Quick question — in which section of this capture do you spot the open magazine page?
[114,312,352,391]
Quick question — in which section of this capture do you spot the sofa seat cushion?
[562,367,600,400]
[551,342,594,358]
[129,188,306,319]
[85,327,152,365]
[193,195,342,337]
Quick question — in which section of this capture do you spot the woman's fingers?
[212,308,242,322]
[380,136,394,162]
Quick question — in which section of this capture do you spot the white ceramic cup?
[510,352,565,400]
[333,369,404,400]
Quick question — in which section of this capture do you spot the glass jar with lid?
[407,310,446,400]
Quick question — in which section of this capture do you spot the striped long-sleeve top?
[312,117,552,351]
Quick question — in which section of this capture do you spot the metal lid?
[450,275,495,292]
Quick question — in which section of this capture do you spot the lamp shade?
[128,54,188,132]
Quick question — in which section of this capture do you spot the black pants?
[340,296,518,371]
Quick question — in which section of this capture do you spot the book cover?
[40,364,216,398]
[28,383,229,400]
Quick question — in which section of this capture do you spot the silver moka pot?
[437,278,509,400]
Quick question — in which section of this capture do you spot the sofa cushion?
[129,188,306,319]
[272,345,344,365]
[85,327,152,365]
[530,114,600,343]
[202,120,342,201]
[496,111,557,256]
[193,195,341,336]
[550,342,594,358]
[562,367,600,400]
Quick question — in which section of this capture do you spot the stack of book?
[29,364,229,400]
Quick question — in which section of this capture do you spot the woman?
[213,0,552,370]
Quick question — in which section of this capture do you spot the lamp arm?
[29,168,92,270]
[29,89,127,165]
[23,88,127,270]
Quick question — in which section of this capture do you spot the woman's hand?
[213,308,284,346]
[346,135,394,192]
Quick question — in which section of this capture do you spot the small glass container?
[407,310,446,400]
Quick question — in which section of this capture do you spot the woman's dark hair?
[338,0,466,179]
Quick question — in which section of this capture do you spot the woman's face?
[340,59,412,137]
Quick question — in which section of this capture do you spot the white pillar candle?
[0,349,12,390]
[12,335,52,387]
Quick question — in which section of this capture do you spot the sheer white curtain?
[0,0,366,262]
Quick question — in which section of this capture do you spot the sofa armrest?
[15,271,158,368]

+--

Extract, verbatim, the lines from the one containing "the woman's fingers?" through the last line of the listing above.

Quick question — in which section of this capture do you spot the woman's fingers?
[212,308,242,322]
[380,136,394,162]
Quick question — in which section of this capture do you spot the white ceramic cup?
[510,352,565,400]
[333,369,404,400]
Quick question — in which section of this capture do you spot the glass jar with lid?
[407,310,446,400]
Quick question — in which section of this capture do you spot the striped long-sleeve top?
[312,117,552,351]
Quick question — in which section of this capture do you spot the metal lid?
[450,275,495,292]
Quick question — in which section of this capture do you spot the lamp shade?
[128,54,188,132]
Quick question — in which section of this capture do you spot the black pants?
[340,296,518,371]
Quick question — in which section of this capture do you spot the book cover?
[40,364,216,398]
[28,383,229,400]
Quick question — in which section of this capture do you spot the silver moka pot?
[437,278,509,400]
Quick question — in which section of this capture do you spot the sofa cushion?
[129,188,306,319]
[272,345,344,365]
[85,327,152,365]
[530,114,600,343]
[202,120,342,201]
[496,111,557,256]
[193,195,341,336]
[550,342,594,358]
[562,367,600,400]
Quick question — in which section of this capture do you spot the stack of book?
[29,364,229,400]
Quick question — in which section of this capture do you spot the woman?
[213,0,552,370]
Quick question — in which section of this capture do you spot the lamp arm?
[29,168,92,270]
[29,89,127,165]
[23,88,127,270]
Quick question — in which section of this capture do you spot the woman's hand?
[213,308,284,346]
[346,135,394,192]
Quick question — in which section of this capture do you spot the small glass container?
[407,310,446,400]
Quick question — in which section of this capture do you spot the woman's dark hair?
[338,0,466,179]
Quick question — in which section of this capture do you spot the woman's face?
[340,59,412,137]
Quick question — in which section of this capture do you spot the white pillar candle?
[0,349,12,390]
[12,335,52,387]
Quick question — in which section of this capture do you spot the sheer white curtain?
[0,0,366,262]
Quick question — in which section of this capture do you spot the sofa armrest?
[15,271,158,368]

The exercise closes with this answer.